ИСХОДНЫЕ ДАННЫЕ:
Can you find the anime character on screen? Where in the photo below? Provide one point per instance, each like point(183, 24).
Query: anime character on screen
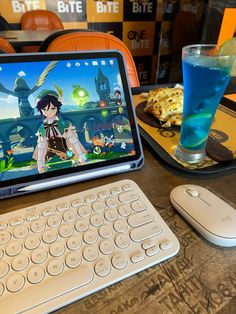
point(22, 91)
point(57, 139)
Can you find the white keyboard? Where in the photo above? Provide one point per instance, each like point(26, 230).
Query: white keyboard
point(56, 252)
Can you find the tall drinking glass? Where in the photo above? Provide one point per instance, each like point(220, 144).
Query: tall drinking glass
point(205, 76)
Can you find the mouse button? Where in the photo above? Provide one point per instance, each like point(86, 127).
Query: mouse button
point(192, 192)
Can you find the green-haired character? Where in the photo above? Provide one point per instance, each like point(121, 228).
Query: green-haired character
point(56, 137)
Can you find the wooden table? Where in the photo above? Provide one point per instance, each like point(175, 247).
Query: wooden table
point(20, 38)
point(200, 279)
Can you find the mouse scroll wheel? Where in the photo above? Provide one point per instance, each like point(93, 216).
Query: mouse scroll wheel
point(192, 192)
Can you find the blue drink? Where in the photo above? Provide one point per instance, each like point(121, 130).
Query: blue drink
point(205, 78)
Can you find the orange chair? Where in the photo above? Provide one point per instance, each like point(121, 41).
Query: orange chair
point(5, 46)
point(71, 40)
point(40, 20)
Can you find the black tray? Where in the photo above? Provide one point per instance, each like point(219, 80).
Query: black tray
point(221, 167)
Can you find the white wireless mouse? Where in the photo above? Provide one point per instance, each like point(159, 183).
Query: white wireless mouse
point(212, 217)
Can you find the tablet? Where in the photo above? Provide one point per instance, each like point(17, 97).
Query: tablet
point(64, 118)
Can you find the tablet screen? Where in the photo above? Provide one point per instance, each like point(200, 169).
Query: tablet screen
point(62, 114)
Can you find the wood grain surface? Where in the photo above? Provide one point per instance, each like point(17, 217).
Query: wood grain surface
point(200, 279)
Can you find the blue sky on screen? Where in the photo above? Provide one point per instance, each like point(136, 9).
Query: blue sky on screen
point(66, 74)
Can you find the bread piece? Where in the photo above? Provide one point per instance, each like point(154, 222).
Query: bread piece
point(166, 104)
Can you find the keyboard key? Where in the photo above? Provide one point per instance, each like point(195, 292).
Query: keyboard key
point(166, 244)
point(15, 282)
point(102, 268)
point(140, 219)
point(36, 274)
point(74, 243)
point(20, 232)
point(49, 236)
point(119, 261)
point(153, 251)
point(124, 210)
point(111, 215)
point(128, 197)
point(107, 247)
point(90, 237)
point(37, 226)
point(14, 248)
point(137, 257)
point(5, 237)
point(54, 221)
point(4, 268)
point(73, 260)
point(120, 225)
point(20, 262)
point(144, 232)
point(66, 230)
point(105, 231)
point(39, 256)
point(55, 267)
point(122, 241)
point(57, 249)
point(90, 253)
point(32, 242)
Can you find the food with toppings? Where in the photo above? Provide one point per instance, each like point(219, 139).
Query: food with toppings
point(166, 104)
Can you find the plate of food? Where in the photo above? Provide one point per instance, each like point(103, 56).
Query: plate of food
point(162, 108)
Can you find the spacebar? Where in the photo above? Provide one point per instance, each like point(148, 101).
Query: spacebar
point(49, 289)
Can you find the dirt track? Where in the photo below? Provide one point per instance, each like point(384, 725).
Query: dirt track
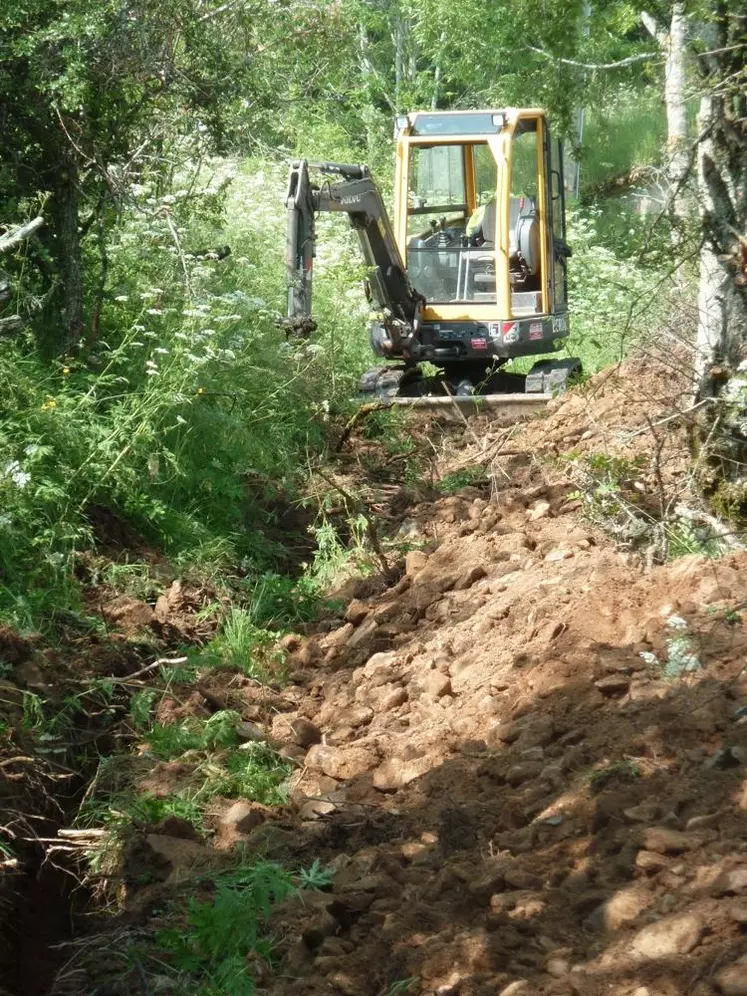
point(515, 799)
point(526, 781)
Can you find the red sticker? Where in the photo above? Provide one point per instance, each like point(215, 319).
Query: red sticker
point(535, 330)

--

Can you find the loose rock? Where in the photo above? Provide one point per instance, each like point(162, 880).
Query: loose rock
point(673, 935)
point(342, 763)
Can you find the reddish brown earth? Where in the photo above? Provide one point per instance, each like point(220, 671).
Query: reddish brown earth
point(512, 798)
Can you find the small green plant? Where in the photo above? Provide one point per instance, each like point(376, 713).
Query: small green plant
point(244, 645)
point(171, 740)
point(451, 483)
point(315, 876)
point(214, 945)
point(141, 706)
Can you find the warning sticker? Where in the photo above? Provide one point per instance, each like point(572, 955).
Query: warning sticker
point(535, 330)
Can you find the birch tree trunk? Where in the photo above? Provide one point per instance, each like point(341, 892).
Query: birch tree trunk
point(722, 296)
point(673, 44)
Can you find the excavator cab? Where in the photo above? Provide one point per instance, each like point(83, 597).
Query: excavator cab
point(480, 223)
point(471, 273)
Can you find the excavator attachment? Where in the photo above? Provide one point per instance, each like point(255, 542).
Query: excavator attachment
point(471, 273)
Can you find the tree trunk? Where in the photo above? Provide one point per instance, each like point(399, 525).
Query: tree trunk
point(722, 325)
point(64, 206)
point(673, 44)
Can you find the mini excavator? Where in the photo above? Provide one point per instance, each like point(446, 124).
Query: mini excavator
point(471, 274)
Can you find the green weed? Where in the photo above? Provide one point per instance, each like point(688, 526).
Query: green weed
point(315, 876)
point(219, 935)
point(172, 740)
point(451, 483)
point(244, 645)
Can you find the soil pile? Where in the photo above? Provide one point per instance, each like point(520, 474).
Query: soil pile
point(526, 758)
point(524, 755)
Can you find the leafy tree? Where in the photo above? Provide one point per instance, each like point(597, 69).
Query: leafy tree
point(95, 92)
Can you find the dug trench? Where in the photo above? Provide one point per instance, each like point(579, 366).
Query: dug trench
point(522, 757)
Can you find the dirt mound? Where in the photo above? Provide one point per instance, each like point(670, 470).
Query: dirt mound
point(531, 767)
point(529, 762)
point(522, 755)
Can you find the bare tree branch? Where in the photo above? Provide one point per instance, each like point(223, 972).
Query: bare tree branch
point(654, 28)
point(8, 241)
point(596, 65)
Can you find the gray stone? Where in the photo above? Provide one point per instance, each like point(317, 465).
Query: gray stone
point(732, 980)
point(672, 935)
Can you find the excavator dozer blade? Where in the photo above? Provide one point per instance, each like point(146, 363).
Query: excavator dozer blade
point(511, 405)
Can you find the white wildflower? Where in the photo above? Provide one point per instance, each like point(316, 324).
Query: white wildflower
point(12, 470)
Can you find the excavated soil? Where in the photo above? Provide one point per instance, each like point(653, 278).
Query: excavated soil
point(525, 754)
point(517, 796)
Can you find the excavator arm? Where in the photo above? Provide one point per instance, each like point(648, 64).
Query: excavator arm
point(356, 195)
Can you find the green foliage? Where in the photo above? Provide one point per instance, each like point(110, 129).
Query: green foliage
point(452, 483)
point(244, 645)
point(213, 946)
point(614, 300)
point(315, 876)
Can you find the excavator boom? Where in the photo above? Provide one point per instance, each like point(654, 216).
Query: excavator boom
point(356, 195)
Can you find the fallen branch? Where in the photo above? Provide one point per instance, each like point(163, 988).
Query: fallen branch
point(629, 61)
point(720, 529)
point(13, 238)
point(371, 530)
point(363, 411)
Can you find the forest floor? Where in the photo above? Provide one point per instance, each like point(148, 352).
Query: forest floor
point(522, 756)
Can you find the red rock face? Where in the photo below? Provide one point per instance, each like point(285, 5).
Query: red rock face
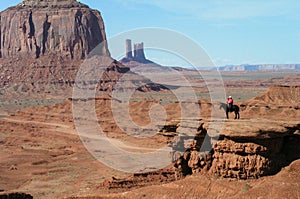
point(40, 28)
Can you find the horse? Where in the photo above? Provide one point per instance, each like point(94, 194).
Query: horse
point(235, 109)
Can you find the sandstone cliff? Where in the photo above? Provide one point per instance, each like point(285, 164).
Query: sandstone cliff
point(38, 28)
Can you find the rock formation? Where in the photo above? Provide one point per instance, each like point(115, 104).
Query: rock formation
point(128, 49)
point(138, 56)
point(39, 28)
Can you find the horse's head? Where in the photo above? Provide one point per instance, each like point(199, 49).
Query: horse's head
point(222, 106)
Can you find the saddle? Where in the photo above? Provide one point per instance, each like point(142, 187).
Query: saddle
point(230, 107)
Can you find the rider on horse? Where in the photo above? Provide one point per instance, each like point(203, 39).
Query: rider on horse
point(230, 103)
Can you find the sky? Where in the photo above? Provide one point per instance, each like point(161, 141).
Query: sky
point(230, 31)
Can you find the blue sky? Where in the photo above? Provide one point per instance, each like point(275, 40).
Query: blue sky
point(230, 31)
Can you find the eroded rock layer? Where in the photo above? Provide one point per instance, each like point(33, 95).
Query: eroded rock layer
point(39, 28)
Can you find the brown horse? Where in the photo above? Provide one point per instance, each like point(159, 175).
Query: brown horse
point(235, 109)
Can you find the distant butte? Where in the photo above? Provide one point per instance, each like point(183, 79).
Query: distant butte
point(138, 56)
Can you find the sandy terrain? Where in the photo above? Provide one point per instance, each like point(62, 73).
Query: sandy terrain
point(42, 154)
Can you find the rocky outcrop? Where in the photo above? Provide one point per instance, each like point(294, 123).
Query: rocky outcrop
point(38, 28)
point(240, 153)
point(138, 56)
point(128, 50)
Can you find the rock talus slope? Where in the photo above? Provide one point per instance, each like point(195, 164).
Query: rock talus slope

ОПИСАНИЕ ЗАДАНИЯ:
Найдите в приведенном выше материале все строки, где встречается слово «forest», и выпишите их полностью.

ВЫПОЛНЕННОЕ ЗАДАНИЕ:
Can you find the forest floor? Where in the photo above? Provide one point per instance, each like point(148, 352).
Query: forest floor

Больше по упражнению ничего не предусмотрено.